Referring expression data:
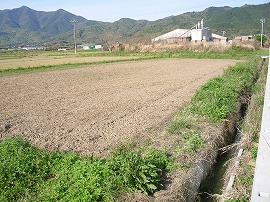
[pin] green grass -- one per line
(235, 53)
(30, 174)
(250, 135)
(217, 98)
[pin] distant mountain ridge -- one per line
(27, 26)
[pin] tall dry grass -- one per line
(187, 46)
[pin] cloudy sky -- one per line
(112, 10)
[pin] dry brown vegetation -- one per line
(40, 60)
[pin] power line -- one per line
(262, 21)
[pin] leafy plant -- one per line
(34, 175)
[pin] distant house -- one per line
(178, 34)
(89, 47)
(197, 33)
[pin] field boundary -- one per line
(261, 184)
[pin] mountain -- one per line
(26, 26)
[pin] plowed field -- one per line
(94, 108)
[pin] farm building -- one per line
(196, 33)
(89, 47)
(183, 34)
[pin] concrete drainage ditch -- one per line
(206, 182)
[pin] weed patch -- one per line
(31, 174)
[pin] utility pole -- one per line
(223, 33)
(74, 25)
(262, 22)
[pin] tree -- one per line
(258, 38)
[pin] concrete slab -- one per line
(261, 184)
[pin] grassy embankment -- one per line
(250, 130)
(30, 174)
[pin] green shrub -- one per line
(34, 175)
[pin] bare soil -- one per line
(93, 109)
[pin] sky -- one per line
(113, 10)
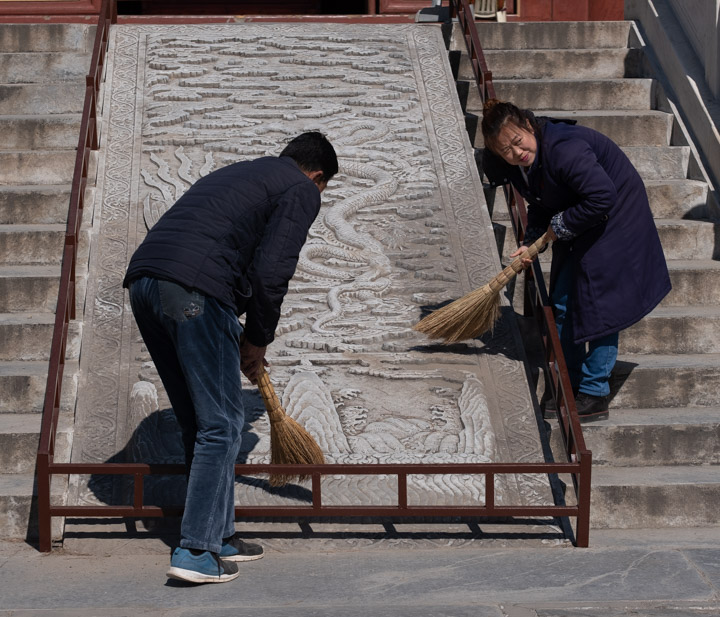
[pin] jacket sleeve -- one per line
(575, 165)
(276, 258)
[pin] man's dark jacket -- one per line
(235, 235)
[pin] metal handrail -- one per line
(65, 309)
(538, 302)
(578, 466)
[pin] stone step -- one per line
(18, 509)
(694, 282)
(659, 162)
(640, 128)
(34, 204)
(548, 35)
(51, 132)
(20, 436)
(42, 67)
(674, 330)
(60, 98)
(558, 64)
(46, 37)
(23, 384)
(678, 198)
(642, 381)
(25, 288)
(567, 94)
(688, 239)
(37, 166)
(27, 337)
(653, 497)
(31, 244)
(674, 436)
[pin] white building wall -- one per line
(700, 20)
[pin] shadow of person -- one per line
(157, 440)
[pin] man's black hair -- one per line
(312, 152)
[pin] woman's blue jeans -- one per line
(589, 364)
(194, 342)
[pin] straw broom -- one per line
(290, 443)
(476, 312)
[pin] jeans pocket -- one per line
(178, 303)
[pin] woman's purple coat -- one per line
(620, 273)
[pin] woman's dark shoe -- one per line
(591, 408)
(549, 408)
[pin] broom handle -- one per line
(515, 266)
(271, 400)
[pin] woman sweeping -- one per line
(608, 269)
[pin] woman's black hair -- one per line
(497, 114)
(313, 152)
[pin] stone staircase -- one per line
(656, 457)
(42, 86)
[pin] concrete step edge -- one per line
(669, 416)
(22, 318)
(29, 423)
(658, 475)
(29, 227)
(709, 360)
(34, 271)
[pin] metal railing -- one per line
(536, 298)
(578, 465)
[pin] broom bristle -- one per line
(291, 444)
(465, 318)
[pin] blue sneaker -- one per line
(205, 567)
(234, 549)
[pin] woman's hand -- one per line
(526, 261)
(251, 359)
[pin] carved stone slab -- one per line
(404, 226)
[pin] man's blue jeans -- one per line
(194, 342)
(589, 364)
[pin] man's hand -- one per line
(251, 359)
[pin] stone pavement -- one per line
(634, 572)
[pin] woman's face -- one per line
(516, 145)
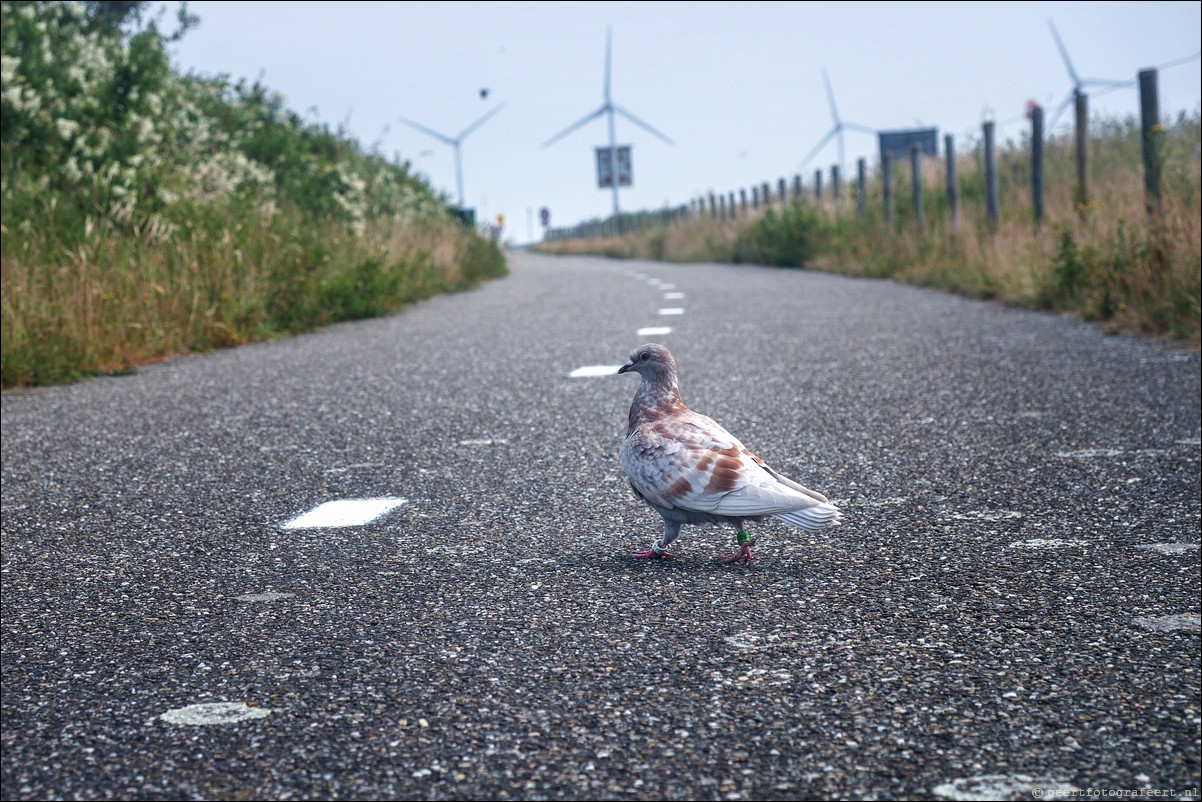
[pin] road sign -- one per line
(605, 167)
(898, 142)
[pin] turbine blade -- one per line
(608, 37)
(1059, 111)
(834, 111)
(480, 122)
(1064, 54)
(862, 129)
(642, 124)
(817, 147)
(576, 125)
(426, 130)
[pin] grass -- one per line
(118, 301)
(147, 214)
(1106, 260)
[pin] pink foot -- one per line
(743, 554)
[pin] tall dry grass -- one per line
(120, 299)
(1106, 260)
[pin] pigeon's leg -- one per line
(745, 544)
(659, 548)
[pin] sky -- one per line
(738, 87)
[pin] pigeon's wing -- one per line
(692, 463)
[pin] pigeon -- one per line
(691, 470)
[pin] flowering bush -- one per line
(99, 124)
(144, 213)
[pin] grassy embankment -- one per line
(148, 214)
(1104, 260)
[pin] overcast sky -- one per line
(736, 85)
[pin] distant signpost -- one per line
(606, 164)
(897, 143)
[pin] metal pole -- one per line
(991, 174)
(953, 188)
(1037, 164)
(1149, 125)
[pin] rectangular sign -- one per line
(897, 143)
(605, 167)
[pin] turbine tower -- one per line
(608, 108)
(454, 143)
(839, 125)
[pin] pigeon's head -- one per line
(650, 360)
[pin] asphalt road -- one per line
(1011, 609)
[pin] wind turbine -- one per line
(1078, 83)
(839, 125)
(608, 108)
(454, 142)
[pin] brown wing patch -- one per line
(725, 475)
(679, 488)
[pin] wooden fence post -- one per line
(1037, 164)
(862, 189)
(916, 184)
(1149, 126)
(953, 188)
(991, 176)
(887, 184)
(1081, 104)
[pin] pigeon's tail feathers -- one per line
(814, 518)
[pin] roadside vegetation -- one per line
(147, 213)
(1105, 260)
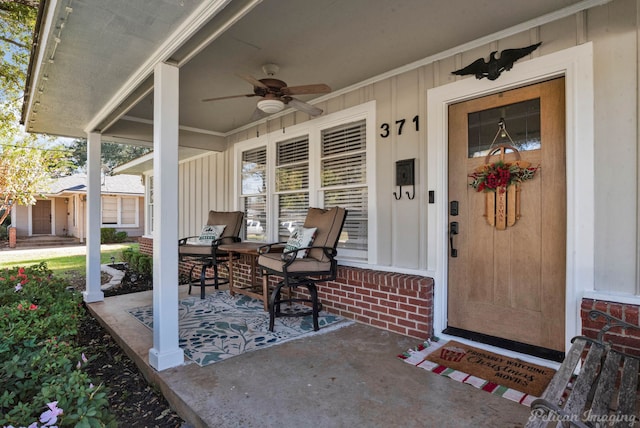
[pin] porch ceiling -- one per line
(96, 53)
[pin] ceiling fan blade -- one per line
(255, 82)
(304, 107)
(227, 97)
(257, 114)
(318, 88)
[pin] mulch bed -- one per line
(133, 401)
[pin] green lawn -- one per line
(63, 264)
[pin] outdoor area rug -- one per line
(222, 326)
(510, 378)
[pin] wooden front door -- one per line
(41, 217)
(508, 283)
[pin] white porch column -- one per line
(93, 291)
(165, 352)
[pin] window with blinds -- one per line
(129, 211)
(109, 210)
(254, 188)
(343, 167)
(292, 184)
(120, 211)
(324, 168)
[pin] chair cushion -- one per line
(199, 251)
(233, 220)
(329, 223)
(272, 261)
(301, 237)
(210, 232)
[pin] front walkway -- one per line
(347, 377)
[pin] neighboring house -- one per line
(63, 210)
(395, 144)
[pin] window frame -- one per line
(119, 223)
(313, 130)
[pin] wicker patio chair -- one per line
(303, 263)
(203, 253)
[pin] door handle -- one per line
(453, 230)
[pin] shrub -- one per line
(145, 265)
(127, 253)
(40, 364)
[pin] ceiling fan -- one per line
(275, 94)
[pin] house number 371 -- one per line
(386, 128)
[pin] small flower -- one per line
(50, 416)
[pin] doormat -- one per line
(223, 326)
(510, 378)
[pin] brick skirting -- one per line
(629, 341)
(391, 301)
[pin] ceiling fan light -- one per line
(270, 106)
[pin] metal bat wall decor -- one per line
(495, 66)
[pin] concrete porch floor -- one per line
(347, 377)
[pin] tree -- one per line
(113, 154)
(25, 171)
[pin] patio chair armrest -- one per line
(290, 256)
(266, 248)
(225, 240)
(183, 241)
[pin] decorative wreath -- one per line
(499, 175)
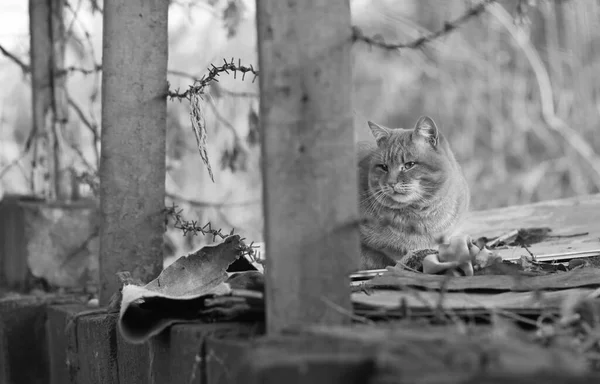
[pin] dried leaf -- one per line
(199, 127)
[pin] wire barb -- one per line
(191, 227)
(449, 26)
(213, 73)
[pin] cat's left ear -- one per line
(427, 129)
(380, 133)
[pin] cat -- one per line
(412, 192)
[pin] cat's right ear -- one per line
(381, 134)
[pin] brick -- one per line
(285, 359)
(23, 356)
(97, 349)
(14, 271)
(133, 361)
(160, 357)
(62, 345)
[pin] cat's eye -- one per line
(409, 164)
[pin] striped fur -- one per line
(407, 206)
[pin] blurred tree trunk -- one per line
(49, 100)
(132, 165)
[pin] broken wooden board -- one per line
(461, 301)
(565, 217)
(401, 279)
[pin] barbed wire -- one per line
(213, 72)
(191, 227)
(449, 26)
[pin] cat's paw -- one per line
(459, 253)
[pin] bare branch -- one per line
(448, 27)
(571, 136)
(213, 73)
(93, 128)
(24, 67)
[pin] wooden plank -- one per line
(510, 301)
(97, 349)
(62, 344)
(132, 165)
(23, 350)
(388, 353)
(579, 278)
(566, 216)
(309, 160)
(14, 271)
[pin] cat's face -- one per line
(410, 165)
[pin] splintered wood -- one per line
(567, 217)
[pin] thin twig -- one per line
(193, 228)
(24, 67)
(448, 27)
(210, 204)
(571, 136)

Exercise goal » Every line from the one containing "[pin] decorative wreath -- one per line" to the final line of the records must be transcribed exactly, both ends included, with the pictures left out.

Expected answer »
[pin] decorative wreath -- one per line
(499, 175)
[pin] dried leaf -- one per line
(199, 127)
[pin] wire barb -- one per line
(191, 227)
(449, 26)
(213, 73)
[pin] cat's left ear -- one per line
(427, 129)
(380, 133)
[pin] cat -- one per line
(412, 192)
[pin] cat's right ear -- one per line
(381, 134)
[pin] brick -- one per line
(285, 359)
(23, 356)
(97, 349)
(14, 271)
(133, 361)
(160, 357)
(62, 345)
[pin] cat's eye -- one per line
(409, 164)
[pin] striped fur -- one per line
(407, 206)
[pin] blurred tree trunk -- one per line
(49, 100)
(132, 165)
[pin] broken wooden board -- one per line
(461, 301)
(565, 217)
(401, 279)
[pin] barbed wire -- one per line
(213, 72)
(191, 227)
(449, 26)
[pin] cat's paw -- one per line
(459, 253)
[pin] bare branch -- one per line
(448, 27)
(571, 136)
(213, 73)
(93, 128)
(24, 67)
[pin] wooden plank -- one per line
(510, 301)
(97, 349)
(62, 344)
(132, 165)
(23, 350)
(388, 353)
(579, 278)
(566, 216)
(309, 160)
(14, 271)
[pin] cat's face -- one per line
(410, 165)
[pin] splintered wood -- one per line
(567, 217)
[pin] thin twig -- one per line
(193, 228)
(24, 67)
(448, 27)
(210, 204)
(571, 136)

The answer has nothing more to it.